By Elise Stolte, Edmonton JournalSeptember 17, 2010
A surprise discovery by a young researcher at the University of Alberta has opened a new area of research into multiple sclerosis.
PhD student Allison Kraus, 26, was studying the gene calnexin under her supervisor Marek Michalak.
They discovered that when they disabled the gene in mice, the animals had mobility issues -- trouble walking and paralysis in their back legs -- similar to what patients with multiple sclerosis and other related diseases often experience.
Looking closer, they found that silencing the gene had caused the protective sheath, or myelin, around the mouse nerves to deform, which disrupted the nerve signals and caused the mobility issues. Those same deformations are found in humans with multiple sclerosis and other related diseases.
"It was actually a very exciting finding," said Michalak. "This really was from curiosity-driven research. It would not have been predictable.
"This is an example of taking risks and winning."
The U of A researchers are still far from finding new treatments for MS, but they are closer to understanding what might cause the disease, said Michalak. The lab's next step will be to take nerve samples from human subjects and confirm that the deformities found in the lab mice and humans are the same. If that is the case, this would be a big discovery that would change how scientists think about MS, he said.
The root cause of MS is still unknown, although scientists expect genetics, environmental conditions and viruses may all be involved, said Neil Pierce, president of the Alberta division of the MS society.
Most neurologists believe MS symptoms are caused when the immune system destroys the myelin sheath surrounding the neuron part of the nerve.
Recently, a new theory by Italian researcher Dr. Paolo Zamboni gained international attention. He said the symptoms are caused by constricted veins leading to a buildup of iron in the brain, and gives patients "liberation treatment" to unblock those veins.

**DATA EXCERPTS**
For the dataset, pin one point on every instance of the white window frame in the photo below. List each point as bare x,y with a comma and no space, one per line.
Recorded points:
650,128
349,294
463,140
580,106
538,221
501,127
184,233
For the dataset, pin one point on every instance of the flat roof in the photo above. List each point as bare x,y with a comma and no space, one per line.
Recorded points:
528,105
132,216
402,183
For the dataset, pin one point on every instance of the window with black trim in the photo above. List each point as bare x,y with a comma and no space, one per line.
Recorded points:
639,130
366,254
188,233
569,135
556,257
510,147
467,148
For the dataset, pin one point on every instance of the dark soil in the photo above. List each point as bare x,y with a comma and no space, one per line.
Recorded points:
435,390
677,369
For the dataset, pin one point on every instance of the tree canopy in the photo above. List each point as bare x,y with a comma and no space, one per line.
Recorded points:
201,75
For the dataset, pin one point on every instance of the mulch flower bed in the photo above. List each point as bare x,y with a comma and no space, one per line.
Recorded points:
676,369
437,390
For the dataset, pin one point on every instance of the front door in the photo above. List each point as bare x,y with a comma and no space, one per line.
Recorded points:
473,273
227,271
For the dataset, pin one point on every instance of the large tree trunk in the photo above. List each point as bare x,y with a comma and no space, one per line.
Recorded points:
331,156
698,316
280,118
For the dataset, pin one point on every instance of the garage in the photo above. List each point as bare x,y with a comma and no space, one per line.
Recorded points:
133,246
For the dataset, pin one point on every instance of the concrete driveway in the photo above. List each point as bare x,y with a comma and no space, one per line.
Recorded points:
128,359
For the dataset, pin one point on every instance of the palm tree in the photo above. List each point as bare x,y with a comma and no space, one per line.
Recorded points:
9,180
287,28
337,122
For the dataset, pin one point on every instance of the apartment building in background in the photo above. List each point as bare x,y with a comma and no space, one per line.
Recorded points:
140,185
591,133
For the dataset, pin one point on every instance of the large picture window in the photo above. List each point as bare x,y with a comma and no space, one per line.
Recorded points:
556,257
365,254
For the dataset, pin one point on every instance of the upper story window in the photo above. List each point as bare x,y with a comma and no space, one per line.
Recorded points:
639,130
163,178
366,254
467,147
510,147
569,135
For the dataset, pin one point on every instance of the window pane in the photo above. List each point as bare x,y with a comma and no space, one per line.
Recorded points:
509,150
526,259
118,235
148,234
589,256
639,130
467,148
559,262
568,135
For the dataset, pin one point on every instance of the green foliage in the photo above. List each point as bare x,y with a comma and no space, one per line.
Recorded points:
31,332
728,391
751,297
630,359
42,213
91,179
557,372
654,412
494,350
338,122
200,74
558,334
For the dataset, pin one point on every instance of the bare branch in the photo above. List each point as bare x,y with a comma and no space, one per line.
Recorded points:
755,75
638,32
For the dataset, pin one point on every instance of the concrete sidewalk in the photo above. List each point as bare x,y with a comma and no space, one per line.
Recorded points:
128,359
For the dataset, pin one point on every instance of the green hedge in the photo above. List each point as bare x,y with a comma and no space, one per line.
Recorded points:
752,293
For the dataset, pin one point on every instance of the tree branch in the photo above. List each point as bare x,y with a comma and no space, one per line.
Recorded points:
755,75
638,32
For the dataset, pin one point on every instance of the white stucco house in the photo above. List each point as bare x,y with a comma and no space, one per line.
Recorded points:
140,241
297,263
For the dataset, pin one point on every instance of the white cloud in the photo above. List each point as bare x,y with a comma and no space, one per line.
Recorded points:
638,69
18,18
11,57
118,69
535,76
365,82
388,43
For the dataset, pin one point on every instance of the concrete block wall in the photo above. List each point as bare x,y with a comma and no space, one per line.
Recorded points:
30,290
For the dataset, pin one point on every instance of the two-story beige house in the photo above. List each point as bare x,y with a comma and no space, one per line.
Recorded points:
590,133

**QUESTIONS**
1. Translate this sentence from the article on the multiple sclerosis discovery into Spanish: "Most neurologists believe MS symptoms are caused when the immune system destroys the myelin sheath surrounding the neuron part of the nerve."
2. For each statement, decide whether the article on the multiple sclerosis discovery supports it. Answer yes or no and quote the words from the article that decide it.
(a) Allison Kraus was 26 years old.
(b) The University of Alberta researchers have already developed a new treatment for MS.
(c) The lab plans next to take nerve samples from human subjects.
3. Extend the article on the multiple sclerosis discovery by continuing it past its final sentence.
The material isn't needed for any of this.

**ANSWERS FOR THE TASKS**
1. La mayoría de los neurólogos cree que los síntomas de la esclerosis múltiple se producen cuando el sistema inmunitario destruye la vaina de mielina que rodea la parte neuronal del nervio.

2.
(a) Yes: "PhD student Allison Kraus, 26"
(b) No: "The U of A researchers are still far from finding new treatments for MS"
(c) Yes: "The lab's next step will be to take nerve samples from human subjects"

3.
Kraus decided to study the gene for her PhD before any link to MS was suspected and said she's only a spectator in the Zamboni controversy.
Kraus is the daughter of a bank teller and a sporting goods salesman, was born in Regina and first came to Edmonton for her undergraduate degree in 2001.
Now she plays on an intramural hockey team, the Biochemical Disasters, for fun and spends most of her working time in a crowded third-floor lab. She hopes to defend her thesis next summer and continue research as a career.
"It's exciting, when you work in a lab it's exciting," she said.
She has friends and a close relative with multiple sclerosis and the possibility that this research could help those with the disease adds significance. "MS is a difficult disease because it's so life altering. To watch people lose their mobility is always difficult."
The research was funded by about $200,000 in annual grants from Canadian Institutes of Health Research, Alberta Innovates and the MS Society.
Julie Kelndorfer, a 35-year-old with MS, was also at Thursday's announcement. Her seven-year-old son, Joshua, made it his New Year's resolution last year to do better on the walk for MS.
His team raised $15,000 to "find a cure for mommy," she said. Now she can point to how that hard work is helping.
"This was out of the blue, that's what I love about this discovery," she said. "Josh's little contribution helped. His funding made a difference."